WORK TASK
Give the data again exactly as it appears, excluding any pictures.

◇ ◇ ◇

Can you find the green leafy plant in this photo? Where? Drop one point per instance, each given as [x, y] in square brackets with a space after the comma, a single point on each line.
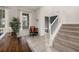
[15, 25]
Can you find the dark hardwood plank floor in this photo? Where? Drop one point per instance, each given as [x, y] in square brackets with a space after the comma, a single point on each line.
[12, 44]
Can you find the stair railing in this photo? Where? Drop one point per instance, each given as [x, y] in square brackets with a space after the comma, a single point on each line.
[53, 28]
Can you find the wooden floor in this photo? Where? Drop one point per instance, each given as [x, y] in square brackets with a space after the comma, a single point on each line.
[67, 39]
[12, 44]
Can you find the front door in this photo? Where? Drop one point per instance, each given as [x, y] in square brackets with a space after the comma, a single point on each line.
[24, 24]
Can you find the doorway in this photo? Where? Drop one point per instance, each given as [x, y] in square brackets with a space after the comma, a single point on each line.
[46, 25]
[24, 24]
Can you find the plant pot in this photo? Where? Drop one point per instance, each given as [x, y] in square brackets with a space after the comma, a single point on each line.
[14, 34]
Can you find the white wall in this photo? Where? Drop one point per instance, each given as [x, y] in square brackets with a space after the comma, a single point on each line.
[15, 12]
[67, 15]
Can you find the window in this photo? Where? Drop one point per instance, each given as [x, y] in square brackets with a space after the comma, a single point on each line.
[2, 19]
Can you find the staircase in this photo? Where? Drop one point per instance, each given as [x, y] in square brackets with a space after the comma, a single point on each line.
[67, 39]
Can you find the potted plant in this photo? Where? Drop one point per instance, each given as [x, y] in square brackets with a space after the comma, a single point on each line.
[15, 26]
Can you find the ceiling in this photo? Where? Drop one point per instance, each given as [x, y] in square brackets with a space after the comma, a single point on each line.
[24, 7]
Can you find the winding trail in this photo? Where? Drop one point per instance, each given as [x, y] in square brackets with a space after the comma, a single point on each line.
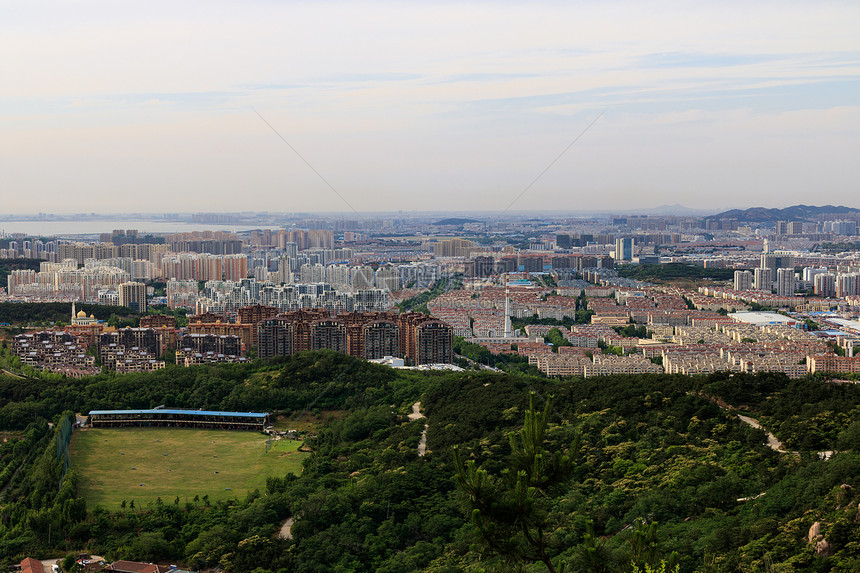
[417, 415]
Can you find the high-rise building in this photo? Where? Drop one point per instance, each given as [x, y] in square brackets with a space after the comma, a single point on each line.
[825, 285]
[763, 279]
[847, 284]
[624, 249]
[785, 282]
[133, 295]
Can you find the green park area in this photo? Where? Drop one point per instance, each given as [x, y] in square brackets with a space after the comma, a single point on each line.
[144, 464]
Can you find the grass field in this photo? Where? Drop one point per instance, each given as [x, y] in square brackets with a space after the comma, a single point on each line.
[143, 464]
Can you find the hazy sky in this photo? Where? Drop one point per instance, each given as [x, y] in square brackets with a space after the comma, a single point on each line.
[149, 106]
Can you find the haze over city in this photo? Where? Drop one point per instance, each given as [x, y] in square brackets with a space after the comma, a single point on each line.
[450, 106]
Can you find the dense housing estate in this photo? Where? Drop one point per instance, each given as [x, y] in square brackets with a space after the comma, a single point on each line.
[176, 418]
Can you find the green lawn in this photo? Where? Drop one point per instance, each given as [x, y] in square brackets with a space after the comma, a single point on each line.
[142, 464]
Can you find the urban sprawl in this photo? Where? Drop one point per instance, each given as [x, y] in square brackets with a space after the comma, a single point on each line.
[770, 296]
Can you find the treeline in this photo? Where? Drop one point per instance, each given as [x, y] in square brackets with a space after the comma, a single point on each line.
[673, 271]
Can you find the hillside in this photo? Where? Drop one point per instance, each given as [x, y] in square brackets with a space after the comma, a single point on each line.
[662, 472]
[793, 213]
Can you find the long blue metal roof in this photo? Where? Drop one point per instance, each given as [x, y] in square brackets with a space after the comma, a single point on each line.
[176, 411]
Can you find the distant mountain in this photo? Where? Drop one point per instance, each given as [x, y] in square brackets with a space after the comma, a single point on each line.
[456, 221]
[793, 213]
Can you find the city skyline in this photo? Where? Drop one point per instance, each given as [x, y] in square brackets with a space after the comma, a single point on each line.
[443, 107]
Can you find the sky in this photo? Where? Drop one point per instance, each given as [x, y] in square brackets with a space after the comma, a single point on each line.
[447, 105]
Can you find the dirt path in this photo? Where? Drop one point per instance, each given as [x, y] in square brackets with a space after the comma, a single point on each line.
[417, 415]
[774, 444]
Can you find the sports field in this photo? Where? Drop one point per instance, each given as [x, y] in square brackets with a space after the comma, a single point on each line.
[143, 464]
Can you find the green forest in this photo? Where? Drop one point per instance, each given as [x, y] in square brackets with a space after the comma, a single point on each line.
[522, 473]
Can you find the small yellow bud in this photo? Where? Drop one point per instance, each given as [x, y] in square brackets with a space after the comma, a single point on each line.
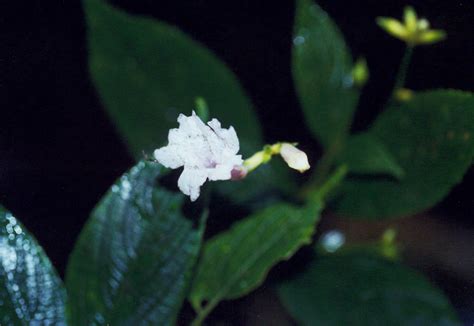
[295, 158]
[393, 27]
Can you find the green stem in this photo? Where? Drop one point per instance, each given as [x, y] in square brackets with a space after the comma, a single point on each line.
[402, 71]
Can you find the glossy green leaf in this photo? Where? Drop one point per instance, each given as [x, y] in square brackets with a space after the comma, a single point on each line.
[432, 138]
[364, 290]
[147, 72]
[132, 262]
[322, 70]
[236, 261]
[364, 154]
[31, 292]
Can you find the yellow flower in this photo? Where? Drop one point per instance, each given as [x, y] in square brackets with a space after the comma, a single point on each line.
[412, 30]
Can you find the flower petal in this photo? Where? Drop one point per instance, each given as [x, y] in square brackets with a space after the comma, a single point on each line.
[191, 180]
[169, 157]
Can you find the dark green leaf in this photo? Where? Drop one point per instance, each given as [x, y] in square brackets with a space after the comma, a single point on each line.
[364, 290]
[147, 72]
[132, 262]
[365, 154]
[31, 293]
[322, 70]
[236, 262]
[432, 138]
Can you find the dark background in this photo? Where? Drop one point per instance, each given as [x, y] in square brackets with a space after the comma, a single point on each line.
[59, 153]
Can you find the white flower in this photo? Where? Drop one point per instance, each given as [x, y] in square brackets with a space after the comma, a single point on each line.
[205, 151]
[295, 158]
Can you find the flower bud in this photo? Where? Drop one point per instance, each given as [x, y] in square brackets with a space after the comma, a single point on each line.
[295, 158]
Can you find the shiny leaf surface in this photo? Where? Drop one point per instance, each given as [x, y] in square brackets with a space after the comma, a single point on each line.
[432, 138]
[132, 262]
[322, 70]
[364, 290]
[31, 292]
[236, 261]
[147, 72]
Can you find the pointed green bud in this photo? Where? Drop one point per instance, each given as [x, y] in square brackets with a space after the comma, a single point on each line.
[202, 109]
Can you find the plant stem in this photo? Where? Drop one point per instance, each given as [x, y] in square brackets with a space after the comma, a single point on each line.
[403, 69]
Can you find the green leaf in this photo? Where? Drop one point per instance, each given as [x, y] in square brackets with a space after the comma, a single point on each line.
[364, 290]
[132, 262]
[432, 138]
[365, 154]
[236, 262]
[322, 70]
[31, 292]
[147, 72]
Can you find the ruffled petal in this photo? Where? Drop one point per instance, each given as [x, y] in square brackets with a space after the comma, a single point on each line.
[169, 157]
[191, 180]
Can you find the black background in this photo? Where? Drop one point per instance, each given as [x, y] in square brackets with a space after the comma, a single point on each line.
[59, 153]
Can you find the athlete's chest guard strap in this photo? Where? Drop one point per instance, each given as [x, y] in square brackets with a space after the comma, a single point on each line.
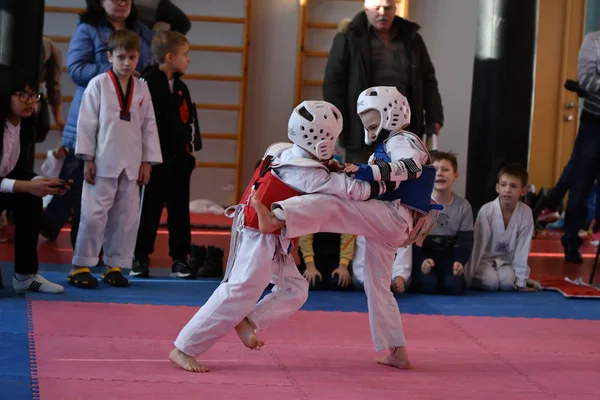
[415, 194]
[267, 186]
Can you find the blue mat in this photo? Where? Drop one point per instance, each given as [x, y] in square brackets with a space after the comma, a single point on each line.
[167, 291]
[15, 378]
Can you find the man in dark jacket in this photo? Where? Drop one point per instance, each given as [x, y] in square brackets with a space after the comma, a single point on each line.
[179, 135]
[379, 48]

◇ ◇ ◇

WRITTEN REPLY
Can you find the green leafy plant in this photo? Where? Drop one point per instance, each given as [x, y] in square brackets with a space after the comma, a single point on each line.
[15, 25]
Can you find the dark hardwood plank floor in this photo? Where? Drop one point per instance, each given as [x, y] in square brackets with a space after the comma, a single point on each line.
[12, 44]
Can you find the stair railing in this photo? Where? Drop one point per instance, each given as [x, y] in square brackets with a space after the comma, a single point on each line.
[53, 28]
Can you find the wooden floor in this photo? Where? Drop one point per instance, each given as [x, y] in square brackets with a space after the comma, a single point on each line.
[67, 39]
[12, 44]
Can you find the front door in this photo? Where? Drop one point per instance, each given as [x, y] in square brackets with a space after the comma, a single point on each line.
[24, 24]
Can you find the doorway in this photo? Where? Drop one point per instance, each given as [x, y] in square brackets with a space after the comma, a single point on each line.
[46, 25]
[24, 24]
Can you find the plant pot in this photo? Where? Drop one point per instance, each given as [x, y] in square brackets with a space after the comma, a single point on each line.
[14, 34]
Can you find the white wall in this photo? Where? Drop one point per instance, each given as [x, y] in square brackets with a space after the comma, a single point on each line.
[15, 12]
[67, 15]
Can you find the window in this photo? Where? Drop one point per instance, each given as [x, y] in square brackets with a space after the comma, a single point on each line.
[2, 19]
Can you find the staircase in this photo? Where? Drop one point per instance, each given as [x, y] in square brackets with a space after the comma, a single point on each line.
[67, 39]
Can you find the potted plant in this photo? Where? Drop one point per instance, each given as [x, y] in square brackets with a space after the comma, a single point on each line.
[15, 26]
Can you find the ceiling in this photo? Where? Drop one point per instance, each given as [x, y] in square brackets with a space after the comma, a single point on each line.
[24, 7]
Can you find the winding trail in this photo? Where? Drop one point per instance, each given as [x, y] in square brackets with a space after the comma, a single point on each line.
[417, 415]
Can you find the high-rise building in this photo? Where? Drop one point per instance, each given as [x, y] in square brackets with a space after the comma, a single point on each line.
[825, 285]
[763, 279]
[847, 284]
[624, 249]
[785, 282]
[133, 295]
Can you find the green park area in this photo? Where? Drop one point per instance, each given as [x, y] in square brackets with a space after the comma, a single point on each line.
[144, 464]
Can you find the grass field in this photo? Where? Drop one point per instance, each given as [x, y] in square brackets with a space after the comma, a single point on each line.
[143, 464]
Can you find the hazy sky in this photo? Where? Drop one point per instance, each given as [x, y] in square brackets with a space after the comma, a single point on each line.
[149, 106]
Can you find the haze over city in this photo? Where? Drop one point per instance, each given as [x, y] in square brackets with a space after the comma, a single point on each line.
[450, 106]
Can you find the dense housing estate in this photo? Where? Drop one point per instance, each given as [x, y] in square brackets with a space after the comma, a single point on each line.
[176, 418]
Can you find the green lawn in this photo? Where? Drop one point per instance, each given as [x, y] in square brackets with a space after the comma, a single point on each line.
[142, 464]
Can you find the urban sprawl in this photo? Where? Drop one point per instance, each given as [x, y] in square brackets with a space after the comma, a single point on each line.
[770, 296]
Can you find the treeline in this photo? Where? Drop one point per instance, each given as [x, y] in square brackets with a space after the comma, a single point on each line.
[673, 271]
Can you find the hillside in this photo? Where? Drop one point per instance, each given as [x, y] in square brackets with a space after the comma, a single point on each line.
[662, 472]
[793, 213]
Can you find the long blue metal roof in this photo? Where? Drop one point per instance, each given as [x, y] in square brackets with a space after the comma, a single point on each line.
[176, 411]
Can you find the distant mountain in this photo? Where? Drop one point per instance, each given as [x, y] in square brackets with a space after the comma, a single point on each line.
[456, 221]
[793, 213]
Can you find the city skyline in this photo? Where? Drop one point per instance, each given as [x, y] in square brackets with a space after the comma, a single point on each line.
[443, 107]
Can you find the sky in this photo? Where? Drop one point per instance, each given as [x, y] in square brackets with a space after the comma, a single point on each line.
[447, 105]
Can you find the dirt path in this photo? Where? Drop one point per instance, each given as [x, y] in square brackets with a space after the comma, a single point on each line.
[417, 415]
[774, 444]
Can you find the sports field in this photo? Where? Drop one point per instance, each given as [x, y] in square brackets with a space after the comma, a single point on each line.
[143, 464]
Can you find the green forest in this photo? Where? Drop one point per instance, each given as [x, y] in square brackets with a space after the comma, a single point on each line.
[522, 473]
Can you find the small yellow bud in this photo? Where? Drop one point per instance, each given as [x, y] in square brackets with a space after the comma, a single point on each line.
[295, 158]
[393, 27]
Can you find the green stem in this photo? Where? Drop one point per instance, each given as [x, y] in square brackets with a space after the comma, a single point on each line.
[402, 71]
Can you find the glossy green leaf in this photo? Where? Drop one point per instance, each given as [x, y] in square brackets with a space after the comma, a single point on each line.
[432, 138]
[364, 290]
[147, 72]
[132, 262]
[322, 70]
[236, 261]
[364, 154]
[31, 292]
Can you find the yellow flower in this photo? Where? Drop one point per instance, each given as [x, y] in square brackets with a space after the comma, a single point on each line.
[412, 30]
Can you find the flower petal in this photo? Where? Drop one point per instance, each given as [x, y] in square brackets with a space after the comma, a single point on each line.
[191, 180]
[169, 157]
Can you find the dark green leaf in this photo? Where? Drop one point per instance, each given as [x, y] in square brackets with a space after the comma, a single point on each line.
[364, 290]
[147, 72]
[132, 262]
[365, 154]
[31, 293]
[322, 70]
[236, 262]
[432, 138]
Can you find the dark background in this photo? Where? Drop one point per instance, each given as [x, y] in square brackets with a space after the comma, a single point on each line.
[59, 153]
Can you find the white flower in this photo? Where? Drop one point per instance, each given as [x, y] in square brackets with a space after the comma, a single point on each line.
[205, 151]
[295, 158]
Can you find the flower bud in this photo? Where? Drop one point per instance, each given as [x, y] in square brackets with a space after the comma, a single point on each line.
[295, 158]
Can you find the shiny leaf surface in this photo? Where? Drop one point per instance, each given as [x, y] in square brackets with a space after the comma, a single point on each line.
[432, 138]
[132, 262]
[322, 70]
[364, 290]
[31, 292]
[236, 261]
[147, 72]
Can you find the pointed green bud in this photo? Where? Drop one point per instance, each given as [x, y] in square brackets with a space after the comma, a single point on each line.
[202, 109]
Can you find the plant stem in this photo? Where? Drop one point per instance, each given as [x, y] in square brackets with a space after the comma, a single point on each line.
[403, 69]
Can you find the green leaf in this photo? Where? Drop one point per instance, each given as [x, y] in square brackets with a space after the comma, a single point on each line.
[364, 290]
[132, 262]
[432, 138]
[365, 154]
[236, 262]
[322, 70]
[31, 292]
[147, 72]
Can you find the ruffled petal in this photo? Where? Drop one point per instance, each given as [x, y] in square brackets with a space after the comma, a single point on each line.
[169, 157]
[191, 180]
Can you find the black background in this photo? Where? Drop one point per instance, each given as [x, y] in square brackets with a space after the comma, a single point on each line.
[59, 153]
Can you find the athlete's chest guard strap in this photo? Where? Drop one point per instance, each given as [x, y] in square brackets with a space after the comma, a single point on each line.
[415, 194]
[267, 186]
Can you find the blue mat in this photo? Where? Drop one point per instance, each given as [x, y] in square brackets with a space after the comma, a single point on each line.
[167, 291]
[15, 378]
Can you find the man in dark jacket in this photo? Where? Drop one point per instance, each given as [x, y] in square brackets with a space after the comma, a single point on each line.
[179, 135]
[379, 48]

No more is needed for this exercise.